--- Aufgaben ---
1. Wovor warnte Feist laut dem Textauszug über Gaspreise für den Fall, dass sich die Preise am Virtuellen Punkt allein nach Börsenmechanismen bilden?
2. Übersetze den Satz „Da scheint also etwas an der bisherigen Preisbildung nicht zu stimmen.“ aus dem Textauszug über Gaspreise ins Englische.

--- Textauszug ---
———

Der BGW weiß nicht, wie die Gaspreise in Deutschland nach dem allein zulässigen Durchleitungssystem (Zwei- Vertrags- Modell) überhaupt zustande kommen:

http://www.energate.de/news/86558

"Konkret verwies Feist auf die zahlreichen noch ausstehenden Netzentgeltgenehmigungen, die allein schon zu Verzögerungen führen würden. Außerdem sei noch völlig unklar, wie sich die Preise am Virtuellen Punkt eines Marktgebietes bilden. Sollte dies allein nach Börsenmechanismen geschehen, warnte Feist vor "erheblichen Risiken" für Industrie und Kraftwerksbetreiber, die sich dann von ihren niedrigen Tarifen verabschieden müssten. "


Dann stellt sich die Frage, wie man der übrigen Welt noch erklären will, wie sich der Gaspreis bildet.

Geahnt hatte man es schon länger, dass nicht einmal der BGW erklären kann, wie die unterschiedlichen  Gaspreise überhaupt zustande kommen.

Wenn auch spät, so wird dieser Fakt  jetzt doch öffentlich eingeräumt.

Die Unternehmen sollten deshalb wohl auch vor Gerichten nicht so tun, als verfügten sie etwa noch über seriöse Kalkulationen, wenn der Gaspreis doch angeblich absehbar unkalkulierbar bleibt.

Was für eine Ironie, dass man behauptete, der Wettbewerb funktioniere längstens, und nun feststellen muss, dass die Gaspreise insbesondere für Kraftwerke wohl weit zu niedrig liegen. Wenn dem so sei, so werden wohl die Gaspreise für Regionalversorger und Stadtwerke, wie auch private Verbraucher aus selben Gründen bisher weit zu hoch liegen.

Denn dass die Gaspreise in Deutschland insgesamt weit zu niedrig liegen, wird man angesichts der Nettopreise in anderen EU- Ländern schwerlich behaupten können.

Während nach einer aktuellen Untersuchung von Energy Advice die steuer- und abgabenbereinigten Gaspreise im europäischen Vergleich an der Spitze liegen, zahlen Großverbraucher, zu denen wohl auch Kraftwerksbetreiber zählen werden, im europäischen Vergleich geringe Gaspreise:

http://www.energate.de/news/86331

Da scheint also etwas an der bisherigen Preisbildung  nicht zu stimmen.

———

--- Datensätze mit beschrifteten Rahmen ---
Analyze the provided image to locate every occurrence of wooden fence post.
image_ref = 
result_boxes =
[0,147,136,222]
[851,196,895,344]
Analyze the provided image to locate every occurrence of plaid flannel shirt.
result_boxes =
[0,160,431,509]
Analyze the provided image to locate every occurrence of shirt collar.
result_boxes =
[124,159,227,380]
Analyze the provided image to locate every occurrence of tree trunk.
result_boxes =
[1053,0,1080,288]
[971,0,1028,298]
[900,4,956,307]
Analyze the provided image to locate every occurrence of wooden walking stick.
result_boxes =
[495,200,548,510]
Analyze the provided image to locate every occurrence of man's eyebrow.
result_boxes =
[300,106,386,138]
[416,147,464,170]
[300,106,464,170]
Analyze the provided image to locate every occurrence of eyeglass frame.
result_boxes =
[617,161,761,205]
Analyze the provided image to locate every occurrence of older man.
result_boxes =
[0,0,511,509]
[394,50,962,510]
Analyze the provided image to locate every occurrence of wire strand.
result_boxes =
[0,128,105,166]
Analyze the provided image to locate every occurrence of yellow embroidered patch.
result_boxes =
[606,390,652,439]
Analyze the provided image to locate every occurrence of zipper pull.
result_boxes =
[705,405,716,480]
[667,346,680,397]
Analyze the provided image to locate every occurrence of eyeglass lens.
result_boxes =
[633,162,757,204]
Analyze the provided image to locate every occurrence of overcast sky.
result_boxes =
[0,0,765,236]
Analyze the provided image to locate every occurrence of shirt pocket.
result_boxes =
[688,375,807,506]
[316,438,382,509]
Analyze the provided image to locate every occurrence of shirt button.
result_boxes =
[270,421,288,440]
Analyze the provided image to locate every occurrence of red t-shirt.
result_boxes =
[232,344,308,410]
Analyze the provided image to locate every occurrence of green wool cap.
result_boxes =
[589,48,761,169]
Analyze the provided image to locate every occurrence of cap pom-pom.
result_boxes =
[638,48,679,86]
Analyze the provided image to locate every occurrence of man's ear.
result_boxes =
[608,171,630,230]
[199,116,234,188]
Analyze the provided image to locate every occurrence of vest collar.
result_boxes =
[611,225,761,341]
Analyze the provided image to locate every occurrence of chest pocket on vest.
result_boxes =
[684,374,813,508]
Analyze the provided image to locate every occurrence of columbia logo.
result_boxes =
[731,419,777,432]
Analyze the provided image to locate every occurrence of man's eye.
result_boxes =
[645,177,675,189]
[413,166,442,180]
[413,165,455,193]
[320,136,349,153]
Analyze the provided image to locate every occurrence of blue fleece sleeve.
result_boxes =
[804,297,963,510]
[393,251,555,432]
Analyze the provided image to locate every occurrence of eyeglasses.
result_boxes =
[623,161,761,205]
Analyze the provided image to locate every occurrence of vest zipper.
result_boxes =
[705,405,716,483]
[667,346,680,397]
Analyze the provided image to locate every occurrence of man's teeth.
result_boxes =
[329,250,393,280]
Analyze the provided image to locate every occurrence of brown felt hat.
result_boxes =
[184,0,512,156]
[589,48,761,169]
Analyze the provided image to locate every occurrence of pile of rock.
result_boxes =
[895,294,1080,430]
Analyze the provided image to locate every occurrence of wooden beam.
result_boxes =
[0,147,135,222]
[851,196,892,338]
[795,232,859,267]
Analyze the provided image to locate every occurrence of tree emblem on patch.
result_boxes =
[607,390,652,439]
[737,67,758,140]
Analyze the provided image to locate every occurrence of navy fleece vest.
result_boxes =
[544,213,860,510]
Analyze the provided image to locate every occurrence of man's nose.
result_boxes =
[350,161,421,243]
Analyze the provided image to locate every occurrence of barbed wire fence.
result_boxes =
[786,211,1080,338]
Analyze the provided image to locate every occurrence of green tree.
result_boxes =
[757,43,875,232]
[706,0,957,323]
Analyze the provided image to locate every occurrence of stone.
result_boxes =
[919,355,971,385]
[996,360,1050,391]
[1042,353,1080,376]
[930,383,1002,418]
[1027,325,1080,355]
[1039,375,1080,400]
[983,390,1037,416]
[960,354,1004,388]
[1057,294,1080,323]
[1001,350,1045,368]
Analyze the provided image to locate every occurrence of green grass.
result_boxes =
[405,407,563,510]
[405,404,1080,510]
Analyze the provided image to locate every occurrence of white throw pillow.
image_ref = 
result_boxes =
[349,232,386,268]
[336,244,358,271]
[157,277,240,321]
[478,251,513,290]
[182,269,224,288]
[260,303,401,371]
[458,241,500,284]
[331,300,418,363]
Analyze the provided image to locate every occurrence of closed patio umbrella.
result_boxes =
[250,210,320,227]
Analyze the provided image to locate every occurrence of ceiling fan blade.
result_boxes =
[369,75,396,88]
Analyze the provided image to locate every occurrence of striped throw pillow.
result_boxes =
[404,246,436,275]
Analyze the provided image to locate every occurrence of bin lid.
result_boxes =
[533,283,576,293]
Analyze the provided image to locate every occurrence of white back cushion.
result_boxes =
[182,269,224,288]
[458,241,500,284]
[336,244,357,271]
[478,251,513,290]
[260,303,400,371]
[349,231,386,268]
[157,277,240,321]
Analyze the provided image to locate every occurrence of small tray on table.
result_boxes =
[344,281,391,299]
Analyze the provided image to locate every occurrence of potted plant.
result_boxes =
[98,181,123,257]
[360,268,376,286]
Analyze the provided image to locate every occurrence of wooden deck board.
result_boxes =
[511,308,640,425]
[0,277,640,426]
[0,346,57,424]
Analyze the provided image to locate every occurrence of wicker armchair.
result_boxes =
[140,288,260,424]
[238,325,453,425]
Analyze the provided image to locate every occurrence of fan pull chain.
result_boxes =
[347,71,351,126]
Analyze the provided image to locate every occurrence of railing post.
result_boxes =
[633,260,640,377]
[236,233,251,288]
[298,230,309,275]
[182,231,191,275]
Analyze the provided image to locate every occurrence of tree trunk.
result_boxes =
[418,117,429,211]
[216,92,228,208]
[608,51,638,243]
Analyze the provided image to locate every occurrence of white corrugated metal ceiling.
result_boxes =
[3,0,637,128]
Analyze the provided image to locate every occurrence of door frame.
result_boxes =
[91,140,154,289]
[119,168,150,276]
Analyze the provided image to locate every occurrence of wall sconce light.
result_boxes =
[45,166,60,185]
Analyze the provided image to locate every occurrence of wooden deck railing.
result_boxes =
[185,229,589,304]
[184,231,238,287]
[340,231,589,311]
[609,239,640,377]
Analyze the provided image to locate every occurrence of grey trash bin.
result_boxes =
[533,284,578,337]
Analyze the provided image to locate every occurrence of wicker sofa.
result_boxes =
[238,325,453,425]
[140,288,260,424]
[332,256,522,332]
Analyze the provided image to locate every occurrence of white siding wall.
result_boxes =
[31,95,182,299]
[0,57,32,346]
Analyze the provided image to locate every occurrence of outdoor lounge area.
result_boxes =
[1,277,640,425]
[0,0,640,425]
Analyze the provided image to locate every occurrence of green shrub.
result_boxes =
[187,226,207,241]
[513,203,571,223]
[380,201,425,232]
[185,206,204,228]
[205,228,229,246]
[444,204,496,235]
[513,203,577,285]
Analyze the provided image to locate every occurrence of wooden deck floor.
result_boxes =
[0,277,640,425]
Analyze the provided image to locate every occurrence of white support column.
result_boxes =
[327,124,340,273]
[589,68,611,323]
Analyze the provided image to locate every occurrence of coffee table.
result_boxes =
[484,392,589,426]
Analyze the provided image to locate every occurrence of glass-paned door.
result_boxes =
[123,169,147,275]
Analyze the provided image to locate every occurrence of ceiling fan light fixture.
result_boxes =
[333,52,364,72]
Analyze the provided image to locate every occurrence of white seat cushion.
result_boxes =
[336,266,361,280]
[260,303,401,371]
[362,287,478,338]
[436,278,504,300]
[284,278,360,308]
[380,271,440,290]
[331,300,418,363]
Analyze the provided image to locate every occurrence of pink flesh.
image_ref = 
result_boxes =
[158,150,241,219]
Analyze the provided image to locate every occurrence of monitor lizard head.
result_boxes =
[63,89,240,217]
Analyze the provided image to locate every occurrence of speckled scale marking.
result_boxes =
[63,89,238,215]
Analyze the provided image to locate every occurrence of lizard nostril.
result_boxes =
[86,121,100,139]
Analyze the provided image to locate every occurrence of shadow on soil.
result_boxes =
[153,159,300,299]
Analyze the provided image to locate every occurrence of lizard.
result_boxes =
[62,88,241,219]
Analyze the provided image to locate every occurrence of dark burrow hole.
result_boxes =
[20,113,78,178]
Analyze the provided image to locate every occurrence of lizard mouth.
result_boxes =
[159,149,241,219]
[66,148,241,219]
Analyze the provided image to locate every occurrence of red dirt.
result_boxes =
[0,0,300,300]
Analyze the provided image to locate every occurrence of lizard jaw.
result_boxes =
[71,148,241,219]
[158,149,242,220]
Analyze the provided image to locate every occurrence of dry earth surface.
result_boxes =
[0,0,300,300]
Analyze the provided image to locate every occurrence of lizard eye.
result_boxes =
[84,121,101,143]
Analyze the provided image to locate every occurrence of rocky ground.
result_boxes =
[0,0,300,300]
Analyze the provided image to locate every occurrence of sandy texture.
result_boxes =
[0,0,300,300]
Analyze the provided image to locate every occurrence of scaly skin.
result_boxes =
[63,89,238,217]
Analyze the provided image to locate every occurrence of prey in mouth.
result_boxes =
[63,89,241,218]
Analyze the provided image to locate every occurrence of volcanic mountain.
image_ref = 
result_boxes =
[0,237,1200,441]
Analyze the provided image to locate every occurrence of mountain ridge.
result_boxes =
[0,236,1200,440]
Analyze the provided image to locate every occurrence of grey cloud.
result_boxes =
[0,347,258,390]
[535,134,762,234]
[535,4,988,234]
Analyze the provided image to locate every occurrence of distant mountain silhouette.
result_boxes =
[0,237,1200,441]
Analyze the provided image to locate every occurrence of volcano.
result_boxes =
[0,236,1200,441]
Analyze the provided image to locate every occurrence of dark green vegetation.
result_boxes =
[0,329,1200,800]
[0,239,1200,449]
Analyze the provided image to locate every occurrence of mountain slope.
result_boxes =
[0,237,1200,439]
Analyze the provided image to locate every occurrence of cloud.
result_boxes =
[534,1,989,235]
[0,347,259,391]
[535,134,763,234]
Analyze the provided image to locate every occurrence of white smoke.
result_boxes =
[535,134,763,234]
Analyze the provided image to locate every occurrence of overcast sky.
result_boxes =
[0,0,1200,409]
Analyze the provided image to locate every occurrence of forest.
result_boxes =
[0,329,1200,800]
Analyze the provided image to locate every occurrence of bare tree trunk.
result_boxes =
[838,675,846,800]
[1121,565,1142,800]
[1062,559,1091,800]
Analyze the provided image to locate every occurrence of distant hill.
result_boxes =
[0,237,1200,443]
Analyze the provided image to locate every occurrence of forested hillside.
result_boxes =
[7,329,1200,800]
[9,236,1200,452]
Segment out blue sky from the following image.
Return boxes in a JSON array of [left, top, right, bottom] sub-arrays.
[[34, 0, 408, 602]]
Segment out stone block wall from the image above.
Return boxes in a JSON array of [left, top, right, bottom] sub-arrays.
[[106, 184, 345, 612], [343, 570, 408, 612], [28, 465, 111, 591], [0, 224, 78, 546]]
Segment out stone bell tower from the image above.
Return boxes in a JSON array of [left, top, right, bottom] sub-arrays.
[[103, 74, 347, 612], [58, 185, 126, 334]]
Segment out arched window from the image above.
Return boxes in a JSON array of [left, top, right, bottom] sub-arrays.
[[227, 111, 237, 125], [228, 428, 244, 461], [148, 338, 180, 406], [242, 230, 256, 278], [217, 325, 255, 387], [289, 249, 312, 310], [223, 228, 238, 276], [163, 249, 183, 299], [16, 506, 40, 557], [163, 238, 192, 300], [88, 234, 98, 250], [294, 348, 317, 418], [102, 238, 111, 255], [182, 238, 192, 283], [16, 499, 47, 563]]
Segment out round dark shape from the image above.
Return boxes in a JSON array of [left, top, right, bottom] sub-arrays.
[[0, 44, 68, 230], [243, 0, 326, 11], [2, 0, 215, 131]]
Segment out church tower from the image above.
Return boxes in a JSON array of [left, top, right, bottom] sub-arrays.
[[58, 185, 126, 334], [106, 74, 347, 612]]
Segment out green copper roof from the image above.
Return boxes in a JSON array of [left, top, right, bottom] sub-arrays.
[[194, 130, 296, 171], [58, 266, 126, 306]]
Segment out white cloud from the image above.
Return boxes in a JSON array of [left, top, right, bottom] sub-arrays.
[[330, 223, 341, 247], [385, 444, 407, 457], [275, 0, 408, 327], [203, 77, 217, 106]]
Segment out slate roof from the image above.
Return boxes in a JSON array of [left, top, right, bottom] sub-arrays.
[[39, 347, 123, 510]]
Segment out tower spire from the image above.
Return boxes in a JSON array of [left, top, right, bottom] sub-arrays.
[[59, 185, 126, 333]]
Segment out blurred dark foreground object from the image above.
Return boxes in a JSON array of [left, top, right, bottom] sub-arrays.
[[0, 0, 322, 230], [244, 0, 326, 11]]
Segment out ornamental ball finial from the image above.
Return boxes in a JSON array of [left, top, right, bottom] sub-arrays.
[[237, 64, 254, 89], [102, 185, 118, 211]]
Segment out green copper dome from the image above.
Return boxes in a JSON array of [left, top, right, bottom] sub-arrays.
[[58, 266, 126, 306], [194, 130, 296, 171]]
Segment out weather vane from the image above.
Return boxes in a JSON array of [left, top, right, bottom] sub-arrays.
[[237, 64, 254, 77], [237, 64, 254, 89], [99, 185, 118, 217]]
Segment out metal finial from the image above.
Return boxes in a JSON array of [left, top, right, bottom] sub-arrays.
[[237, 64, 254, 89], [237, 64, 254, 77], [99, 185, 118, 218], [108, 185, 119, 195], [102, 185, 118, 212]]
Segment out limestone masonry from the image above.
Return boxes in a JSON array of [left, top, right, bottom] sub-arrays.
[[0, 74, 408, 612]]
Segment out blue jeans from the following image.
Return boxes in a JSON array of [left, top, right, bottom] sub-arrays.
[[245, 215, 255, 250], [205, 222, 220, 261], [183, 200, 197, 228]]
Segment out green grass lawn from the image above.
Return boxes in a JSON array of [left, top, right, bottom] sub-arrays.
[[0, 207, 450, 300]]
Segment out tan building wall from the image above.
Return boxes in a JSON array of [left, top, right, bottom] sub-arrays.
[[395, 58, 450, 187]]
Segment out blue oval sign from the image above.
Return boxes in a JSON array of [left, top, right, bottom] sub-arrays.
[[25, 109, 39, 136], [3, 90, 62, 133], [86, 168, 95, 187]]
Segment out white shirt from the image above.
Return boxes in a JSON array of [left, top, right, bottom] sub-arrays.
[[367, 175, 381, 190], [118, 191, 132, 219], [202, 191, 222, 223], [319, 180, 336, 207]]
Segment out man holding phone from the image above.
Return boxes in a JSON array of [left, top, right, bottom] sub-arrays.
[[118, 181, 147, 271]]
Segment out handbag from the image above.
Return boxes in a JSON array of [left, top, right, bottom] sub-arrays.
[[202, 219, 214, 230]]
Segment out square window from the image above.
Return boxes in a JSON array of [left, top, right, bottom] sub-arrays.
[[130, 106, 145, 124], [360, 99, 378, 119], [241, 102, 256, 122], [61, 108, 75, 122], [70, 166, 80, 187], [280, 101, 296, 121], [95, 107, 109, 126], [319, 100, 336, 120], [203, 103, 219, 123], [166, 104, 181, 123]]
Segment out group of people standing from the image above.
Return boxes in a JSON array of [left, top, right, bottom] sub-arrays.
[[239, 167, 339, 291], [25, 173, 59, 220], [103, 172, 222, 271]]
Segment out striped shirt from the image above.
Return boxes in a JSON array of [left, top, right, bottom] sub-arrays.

———

--- Lösungen ---
1. Vor „erheblichen Risiken“ für Industrie und Kraftwerksbetreiber, die sich dann von ihren niedrigen Tarifen verabschieden müssten.

2. So something about the previous way prices have been set does not seem to be right.